(Data extracts begins)

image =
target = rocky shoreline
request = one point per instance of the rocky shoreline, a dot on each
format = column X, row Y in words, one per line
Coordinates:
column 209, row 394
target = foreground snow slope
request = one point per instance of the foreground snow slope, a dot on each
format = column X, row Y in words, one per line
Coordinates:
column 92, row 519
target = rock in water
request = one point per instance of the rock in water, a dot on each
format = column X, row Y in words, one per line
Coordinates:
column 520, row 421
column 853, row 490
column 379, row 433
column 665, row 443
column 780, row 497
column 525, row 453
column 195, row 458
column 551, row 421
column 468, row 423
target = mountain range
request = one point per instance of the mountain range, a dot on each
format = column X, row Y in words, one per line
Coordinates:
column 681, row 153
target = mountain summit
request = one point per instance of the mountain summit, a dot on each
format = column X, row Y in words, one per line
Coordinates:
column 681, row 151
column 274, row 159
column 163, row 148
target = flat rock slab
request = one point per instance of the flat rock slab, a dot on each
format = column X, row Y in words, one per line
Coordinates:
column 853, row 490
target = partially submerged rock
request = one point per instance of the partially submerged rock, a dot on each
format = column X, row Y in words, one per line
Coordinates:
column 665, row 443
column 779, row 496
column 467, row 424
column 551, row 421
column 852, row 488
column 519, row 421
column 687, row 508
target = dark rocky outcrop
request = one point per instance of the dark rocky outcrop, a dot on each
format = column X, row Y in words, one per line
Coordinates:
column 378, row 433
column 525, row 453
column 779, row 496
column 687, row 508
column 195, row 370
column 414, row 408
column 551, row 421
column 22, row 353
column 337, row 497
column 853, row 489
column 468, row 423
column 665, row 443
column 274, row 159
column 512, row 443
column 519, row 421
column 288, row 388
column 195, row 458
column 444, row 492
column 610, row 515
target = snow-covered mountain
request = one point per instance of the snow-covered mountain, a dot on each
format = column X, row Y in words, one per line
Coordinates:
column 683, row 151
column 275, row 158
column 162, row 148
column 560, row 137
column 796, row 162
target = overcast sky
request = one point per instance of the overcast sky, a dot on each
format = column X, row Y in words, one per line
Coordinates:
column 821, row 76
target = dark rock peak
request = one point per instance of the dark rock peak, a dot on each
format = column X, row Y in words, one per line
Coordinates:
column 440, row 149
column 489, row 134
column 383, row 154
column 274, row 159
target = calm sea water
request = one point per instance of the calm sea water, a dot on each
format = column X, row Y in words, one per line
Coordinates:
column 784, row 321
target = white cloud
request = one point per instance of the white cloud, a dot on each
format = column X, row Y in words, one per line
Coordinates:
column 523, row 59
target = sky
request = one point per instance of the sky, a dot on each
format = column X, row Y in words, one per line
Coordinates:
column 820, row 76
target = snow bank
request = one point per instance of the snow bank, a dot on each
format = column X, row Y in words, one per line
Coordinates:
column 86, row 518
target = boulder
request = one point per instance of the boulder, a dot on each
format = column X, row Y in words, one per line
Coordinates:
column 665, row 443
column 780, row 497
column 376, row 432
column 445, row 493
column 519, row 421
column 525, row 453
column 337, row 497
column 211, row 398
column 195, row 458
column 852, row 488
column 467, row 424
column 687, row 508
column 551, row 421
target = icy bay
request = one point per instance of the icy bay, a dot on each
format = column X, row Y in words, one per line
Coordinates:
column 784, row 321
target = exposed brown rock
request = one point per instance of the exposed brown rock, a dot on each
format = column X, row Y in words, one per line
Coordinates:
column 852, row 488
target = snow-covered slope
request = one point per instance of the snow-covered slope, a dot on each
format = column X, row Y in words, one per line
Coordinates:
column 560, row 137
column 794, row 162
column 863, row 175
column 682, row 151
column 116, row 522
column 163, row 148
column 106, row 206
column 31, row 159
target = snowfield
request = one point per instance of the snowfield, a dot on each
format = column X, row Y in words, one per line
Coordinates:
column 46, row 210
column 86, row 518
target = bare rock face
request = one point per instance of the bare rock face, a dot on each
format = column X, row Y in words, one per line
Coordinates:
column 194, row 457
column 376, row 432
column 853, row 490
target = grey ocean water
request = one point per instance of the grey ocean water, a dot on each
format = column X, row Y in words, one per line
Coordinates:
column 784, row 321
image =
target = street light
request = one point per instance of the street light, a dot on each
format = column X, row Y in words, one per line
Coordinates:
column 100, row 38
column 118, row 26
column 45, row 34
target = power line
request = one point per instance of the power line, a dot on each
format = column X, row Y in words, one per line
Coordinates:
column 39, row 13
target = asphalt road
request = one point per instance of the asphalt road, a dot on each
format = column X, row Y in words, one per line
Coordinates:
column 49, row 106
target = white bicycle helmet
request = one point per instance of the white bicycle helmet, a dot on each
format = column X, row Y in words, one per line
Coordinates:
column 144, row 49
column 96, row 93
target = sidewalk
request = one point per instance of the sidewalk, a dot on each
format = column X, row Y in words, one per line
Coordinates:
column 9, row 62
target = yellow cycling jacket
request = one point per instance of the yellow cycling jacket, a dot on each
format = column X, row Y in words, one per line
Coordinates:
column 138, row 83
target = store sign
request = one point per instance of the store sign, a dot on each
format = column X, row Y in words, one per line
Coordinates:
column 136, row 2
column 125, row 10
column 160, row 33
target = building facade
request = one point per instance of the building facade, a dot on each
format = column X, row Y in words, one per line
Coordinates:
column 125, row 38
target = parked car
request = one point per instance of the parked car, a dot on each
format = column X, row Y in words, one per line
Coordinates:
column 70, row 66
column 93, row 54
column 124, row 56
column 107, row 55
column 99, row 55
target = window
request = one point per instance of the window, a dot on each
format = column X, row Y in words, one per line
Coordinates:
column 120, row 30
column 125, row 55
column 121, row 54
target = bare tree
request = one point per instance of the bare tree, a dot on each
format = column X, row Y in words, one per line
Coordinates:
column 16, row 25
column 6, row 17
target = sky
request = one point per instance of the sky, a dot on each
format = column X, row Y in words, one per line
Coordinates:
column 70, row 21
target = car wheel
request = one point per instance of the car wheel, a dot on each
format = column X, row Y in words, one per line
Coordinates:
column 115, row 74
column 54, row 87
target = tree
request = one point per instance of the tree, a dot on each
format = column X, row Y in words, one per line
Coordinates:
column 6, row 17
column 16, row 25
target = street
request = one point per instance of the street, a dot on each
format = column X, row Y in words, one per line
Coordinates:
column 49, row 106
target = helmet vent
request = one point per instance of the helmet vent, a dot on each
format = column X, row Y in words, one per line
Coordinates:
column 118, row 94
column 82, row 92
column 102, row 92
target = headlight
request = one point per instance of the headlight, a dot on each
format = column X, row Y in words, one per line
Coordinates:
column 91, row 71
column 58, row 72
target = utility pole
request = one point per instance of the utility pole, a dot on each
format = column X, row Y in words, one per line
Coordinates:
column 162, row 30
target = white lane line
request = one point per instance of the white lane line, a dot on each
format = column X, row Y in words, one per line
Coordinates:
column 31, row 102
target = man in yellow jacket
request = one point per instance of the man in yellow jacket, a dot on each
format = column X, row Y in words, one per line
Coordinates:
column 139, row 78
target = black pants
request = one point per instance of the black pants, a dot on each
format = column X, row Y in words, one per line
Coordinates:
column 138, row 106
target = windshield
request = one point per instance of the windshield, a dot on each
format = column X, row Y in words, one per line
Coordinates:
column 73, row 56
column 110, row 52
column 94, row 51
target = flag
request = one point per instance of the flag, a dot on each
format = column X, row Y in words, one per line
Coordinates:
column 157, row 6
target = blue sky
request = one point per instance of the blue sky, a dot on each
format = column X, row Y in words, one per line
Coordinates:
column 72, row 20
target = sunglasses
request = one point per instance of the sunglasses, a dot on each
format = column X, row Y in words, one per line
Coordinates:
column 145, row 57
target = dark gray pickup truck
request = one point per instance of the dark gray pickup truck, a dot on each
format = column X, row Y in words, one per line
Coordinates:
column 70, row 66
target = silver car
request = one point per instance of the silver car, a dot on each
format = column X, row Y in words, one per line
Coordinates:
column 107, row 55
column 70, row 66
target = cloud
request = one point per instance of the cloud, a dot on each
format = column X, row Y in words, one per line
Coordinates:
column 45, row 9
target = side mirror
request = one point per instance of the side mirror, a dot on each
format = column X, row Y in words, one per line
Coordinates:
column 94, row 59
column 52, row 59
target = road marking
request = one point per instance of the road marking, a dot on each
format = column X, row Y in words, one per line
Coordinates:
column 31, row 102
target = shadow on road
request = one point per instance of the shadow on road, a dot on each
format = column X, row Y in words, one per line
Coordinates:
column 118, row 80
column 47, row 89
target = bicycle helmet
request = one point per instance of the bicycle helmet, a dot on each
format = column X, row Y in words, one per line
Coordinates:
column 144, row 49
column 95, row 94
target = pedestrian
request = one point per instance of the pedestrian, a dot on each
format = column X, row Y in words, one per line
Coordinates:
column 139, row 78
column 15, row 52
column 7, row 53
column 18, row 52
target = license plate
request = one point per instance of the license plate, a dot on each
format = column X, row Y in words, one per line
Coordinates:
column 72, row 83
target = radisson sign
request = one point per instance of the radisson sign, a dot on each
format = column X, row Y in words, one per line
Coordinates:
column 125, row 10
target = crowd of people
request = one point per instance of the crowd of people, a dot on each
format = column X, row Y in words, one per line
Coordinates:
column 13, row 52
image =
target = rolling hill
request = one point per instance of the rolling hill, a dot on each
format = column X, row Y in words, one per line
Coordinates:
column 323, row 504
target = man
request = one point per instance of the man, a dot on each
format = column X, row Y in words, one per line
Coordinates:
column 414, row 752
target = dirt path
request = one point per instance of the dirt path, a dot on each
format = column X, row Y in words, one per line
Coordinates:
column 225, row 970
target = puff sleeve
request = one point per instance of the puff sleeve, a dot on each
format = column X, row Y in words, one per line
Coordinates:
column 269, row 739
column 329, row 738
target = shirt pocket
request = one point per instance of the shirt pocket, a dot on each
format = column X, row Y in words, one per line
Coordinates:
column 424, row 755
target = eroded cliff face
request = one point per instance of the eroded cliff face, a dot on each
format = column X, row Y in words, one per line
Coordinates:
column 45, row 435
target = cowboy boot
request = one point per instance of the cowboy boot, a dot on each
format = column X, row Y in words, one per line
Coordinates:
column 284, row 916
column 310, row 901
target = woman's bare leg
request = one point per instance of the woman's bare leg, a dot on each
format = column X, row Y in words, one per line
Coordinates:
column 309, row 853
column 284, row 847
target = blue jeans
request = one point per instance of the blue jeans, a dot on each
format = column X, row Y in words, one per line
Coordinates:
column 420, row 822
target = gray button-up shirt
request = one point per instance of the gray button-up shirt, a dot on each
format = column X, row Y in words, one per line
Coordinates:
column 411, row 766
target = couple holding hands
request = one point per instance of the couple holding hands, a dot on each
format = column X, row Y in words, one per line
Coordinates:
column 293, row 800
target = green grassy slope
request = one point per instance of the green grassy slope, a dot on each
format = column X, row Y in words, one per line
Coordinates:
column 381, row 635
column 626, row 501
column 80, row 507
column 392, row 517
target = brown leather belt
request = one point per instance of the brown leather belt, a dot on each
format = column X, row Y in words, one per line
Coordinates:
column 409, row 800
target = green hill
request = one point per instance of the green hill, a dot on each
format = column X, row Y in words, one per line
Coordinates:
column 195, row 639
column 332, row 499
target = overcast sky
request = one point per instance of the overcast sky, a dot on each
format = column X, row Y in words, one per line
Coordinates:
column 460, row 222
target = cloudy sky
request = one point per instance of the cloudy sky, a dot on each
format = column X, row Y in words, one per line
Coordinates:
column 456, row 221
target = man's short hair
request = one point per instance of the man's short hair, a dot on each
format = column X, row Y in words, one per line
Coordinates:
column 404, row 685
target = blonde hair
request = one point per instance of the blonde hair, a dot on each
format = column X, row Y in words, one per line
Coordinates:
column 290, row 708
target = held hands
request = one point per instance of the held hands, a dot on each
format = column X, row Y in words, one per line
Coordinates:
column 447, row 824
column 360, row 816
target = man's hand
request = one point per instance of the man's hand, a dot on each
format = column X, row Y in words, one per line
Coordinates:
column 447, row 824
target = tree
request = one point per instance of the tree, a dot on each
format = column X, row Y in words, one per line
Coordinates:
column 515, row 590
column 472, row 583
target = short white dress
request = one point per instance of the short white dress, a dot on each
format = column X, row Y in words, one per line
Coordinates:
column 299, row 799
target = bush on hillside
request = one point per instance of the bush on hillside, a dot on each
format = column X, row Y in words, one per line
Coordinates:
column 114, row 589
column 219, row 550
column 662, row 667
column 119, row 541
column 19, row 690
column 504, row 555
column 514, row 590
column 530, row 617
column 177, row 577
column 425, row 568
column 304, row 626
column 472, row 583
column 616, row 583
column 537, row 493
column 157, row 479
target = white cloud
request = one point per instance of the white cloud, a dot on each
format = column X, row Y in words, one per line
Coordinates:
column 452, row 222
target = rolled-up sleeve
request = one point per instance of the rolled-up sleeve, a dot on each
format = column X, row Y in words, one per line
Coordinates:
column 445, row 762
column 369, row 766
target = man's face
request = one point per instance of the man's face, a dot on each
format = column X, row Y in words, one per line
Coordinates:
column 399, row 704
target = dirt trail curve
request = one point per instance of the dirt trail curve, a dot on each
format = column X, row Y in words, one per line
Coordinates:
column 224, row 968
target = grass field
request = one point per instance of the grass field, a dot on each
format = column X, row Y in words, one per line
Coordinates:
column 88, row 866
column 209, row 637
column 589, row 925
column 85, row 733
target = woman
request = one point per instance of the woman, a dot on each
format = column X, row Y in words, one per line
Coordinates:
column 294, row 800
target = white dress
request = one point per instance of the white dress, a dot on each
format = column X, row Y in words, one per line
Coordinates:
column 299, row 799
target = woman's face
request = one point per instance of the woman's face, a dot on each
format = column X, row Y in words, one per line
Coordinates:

(Data extracts ends)

* [Exercise brief]
Across the entries, tally every line that contains the word "gray" and report the sum by itself.

* [Response to this task]
4